+++ ENTRIES

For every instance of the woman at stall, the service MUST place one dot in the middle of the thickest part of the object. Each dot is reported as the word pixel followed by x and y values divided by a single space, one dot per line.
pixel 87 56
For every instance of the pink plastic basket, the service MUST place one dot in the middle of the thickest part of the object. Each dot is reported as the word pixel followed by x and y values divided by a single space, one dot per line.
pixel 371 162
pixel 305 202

++++++

OBJECTIVE:
Please write out all the records above again, replacing "thickest part" with "widest part" and leaving everything else unchanged.

SOLUTION TO THIS EXERCISE:
For every instance of the woman at stall, the service MUST place one dot in the middle of the widest part of the object. Each dot is reported as the word pixel followed by x and y values divided by a single space, one dot per line.
pixel 87 56
For every instance of the pink plastic basket, the service MUST place one dot in the middle of the widest part of the object. Each dot is reported as the word pixel followed by x and y values divided by a single space, one dot per line.
pixel 371 162
pixel 305 202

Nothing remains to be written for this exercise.